Records from a point labeling set
____________
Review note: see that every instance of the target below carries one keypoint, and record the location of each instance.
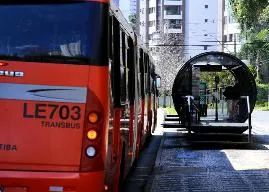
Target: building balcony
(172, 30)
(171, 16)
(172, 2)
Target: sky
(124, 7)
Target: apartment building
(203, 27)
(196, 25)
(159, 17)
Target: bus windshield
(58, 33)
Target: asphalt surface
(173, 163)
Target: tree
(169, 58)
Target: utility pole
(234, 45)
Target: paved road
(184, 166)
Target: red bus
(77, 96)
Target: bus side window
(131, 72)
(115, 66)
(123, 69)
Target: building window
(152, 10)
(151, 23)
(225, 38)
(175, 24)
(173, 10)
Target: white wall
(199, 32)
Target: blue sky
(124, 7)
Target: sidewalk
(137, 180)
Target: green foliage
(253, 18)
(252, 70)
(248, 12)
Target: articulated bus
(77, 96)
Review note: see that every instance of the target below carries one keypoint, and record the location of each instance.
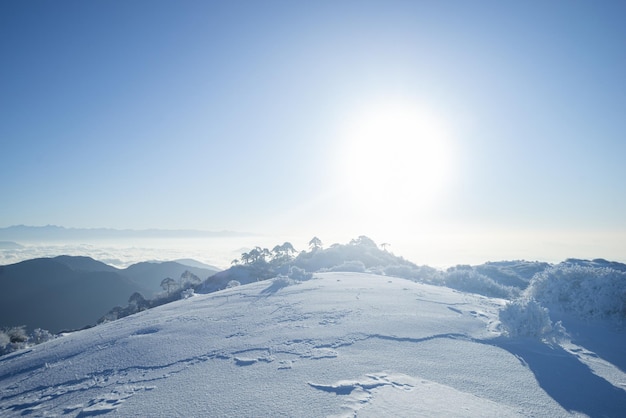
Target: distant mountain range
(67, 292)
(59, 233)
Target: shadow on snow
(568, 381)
____________
* **Written exercise**: Swap "green foliage" for "green leaves" in the part of the records that opens with the line containing "Target: sidewalk" and runs through the end of the records, and write out that part again with nothing else changed. Leave the pictures out of your answer.

* **Result of this exercise**:
Target: sidewalk
(137, 180)
Target: green leaves
(253, 18)
(252, 70)
(248, 12)
Target: articulated bus
(77, 96)
Review note: see that every instance of the target below carries one keypoint, and record the location of each instance.
Target: distant mountain range
(67, 292)
(59, 233)
Target: shadow on snow
(568, 381)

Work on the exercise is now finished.